§ **Text**
────────

Last weekend AW and the Trifecta were out of town, visiting family in Chicago. I wasn’t able to join, having to work and all, and so it was that I found Friday afternoon rolling up with an automatic weekend-long kitchen-pass.
I had 2 places in mind I wanted to visit- the Navajo Lake/Virgin Rim area of the Markagunt Plateau, and the Tushar Mountains East of Beaver. Both are areas I visited 5 years ago and have been meaning to get back to ever since, but schedules and such never gave me an opening the previous couple of summers. Here was my chance.
But checking with the Forest Service in Beaver, it turns out the higher altitudes in the Tushars weren’t melted out yet, so I mulled what to do. On that same trip 5 years ago, I visited a 3rd destination- the North Rim (Kaibab Plateau) of the Grand Canyon, but the Kaibab is far- maybe 8 hours driving from Salt Lake. In any case I knew I wanted to get a ride in before dark Friday evening, so I picked an initial destination that I could reach in time for a pre-sunset spin, and one I knew well, so as to not chew up time trailhead/route-finding: Red Canyon on the Paunsaugunt Plateau.
I’ve been to the Paunsaugunt both of the last 2 years, and blogged extensively about it. In 2008 I blogged about Pronghorns, Bristlecones and endemic/edpahic wildflowers. In 2009 I blogged about Bobcats and the plateau’s fascinating geologic history. So I’m not doing any new science this post, just a) sharing helmet-cam video of forests, geology and soils I’ve blogged about in those previous posts, and b) setting the stage for the Bachelor Weekend Parts 2&3 which will be chock-full of geology, botany, hydrology and excellent helmet-cam footage.
Note: I originally intended to do parts 1,2 and 3 all this week. As usual, I’m behind and plan to post parts 2 and 3 early next week.
Tangent: But first, a couple of observations on Bachelor Weekend Getaways. It’s funny how when you’re in your early 20’s and have no real relationship or family or career or pretty much any possessions except maybe a 10-year old car, and could take off pretty much anytime for a weekend or week or month living out of your car and kicking back in the woods, all you can think about is finding that special someone, having a family, becoming a superstar in your field, making gobs of money and having a nice big house. But then in your 40’s, when you have a wonderful spouse and family and job and a big house and plenty (if not “gobs”*) of money, as soon as a free weekend rears its head, pretty much all you think of is… taking off for a weekend in your 10-year car** and kicking back in the woods. Isn’t that weird?

────────

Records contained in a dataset
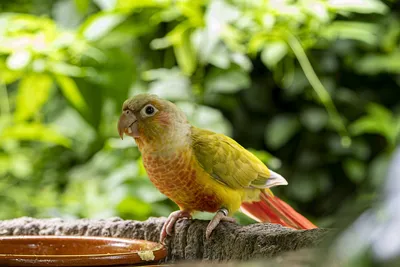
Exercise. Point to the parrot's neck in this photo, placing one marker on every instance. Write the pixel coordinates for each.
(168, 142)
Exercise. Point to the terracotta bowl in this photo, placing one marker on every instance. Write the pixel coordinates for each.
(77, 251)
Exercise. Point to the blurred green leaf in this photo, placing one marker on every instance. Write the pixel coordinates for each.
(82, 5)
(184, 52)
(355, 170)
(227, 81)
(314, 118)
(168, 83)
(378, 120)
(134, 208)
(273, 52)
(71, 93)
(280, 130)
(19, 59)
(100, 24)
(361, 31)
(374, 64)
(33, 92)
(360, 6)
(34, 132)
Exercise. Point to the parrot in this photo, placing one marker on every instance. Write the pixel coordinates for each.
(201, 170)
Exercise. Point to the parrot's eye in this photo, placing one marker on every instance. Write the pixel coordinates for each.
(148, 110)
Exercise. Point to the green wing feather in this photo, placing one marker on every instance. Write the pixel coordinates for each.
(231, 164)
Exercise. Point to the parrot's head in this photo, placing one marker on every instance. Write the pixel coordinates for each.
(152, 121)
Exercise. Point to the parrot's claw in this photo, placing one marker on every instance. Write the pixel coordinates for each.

────────

§ **Task details**
Pick up the bachelor-weekend text where it stops and continue it.

§ **Response**
*Although, if someone went back in time and told me in my 20’s how much money I’d have today, I’d be like, “Wow!” and it would have sounded like more money than I could have ever spent, because if I’d had enough money back then to buy a trailer and pay utilities for the next 10 years, I never would’ve bothered getting a job. The annoying Catch-22 of growing up is that although your income rises dramatically, so does your standard of living. The secret of financial independence is to have a 50 year-old’s income and a 20 year-old’s standard of living.
**Actually my car is 11 years old, and will be the subject of a tangent in Part 2.
My second observation is that, although many of my friends are plenty adventurous, and love a good backcountry adventure, almost none of them (with the notable and occasional exception of Arizona Steve) do solo getaways. Why is that? Oh, I know what you’re thinking, assuming you don’t know me in real life- that I am some misanthropic cranky weirdo Unabomber-type who has a problem being around other people. But that is totally not the case: I make a living in sales, am very outgoing, and if you met me in real life, you’d be like, “Hey, what a nice, friendly, outgoing guy…” Or maybe you’d be like, “Oh man, what a loud-mouth- the guy never shuts up.” But one thing is for sure, you’d never say, “That guy is a totally shy misanthropic Kaczynski-esque* hermit.” So my question is, why don’t more people do solo trips?
*And to be clear, I do not have a manifesto. Although if you took all the tangents from all my posts and put them together, it could be the Mother Of All Manifestos. BTW, one of AW’s best pieces of dating advice to single female friends is: Stay away from any guy who has a manifesto.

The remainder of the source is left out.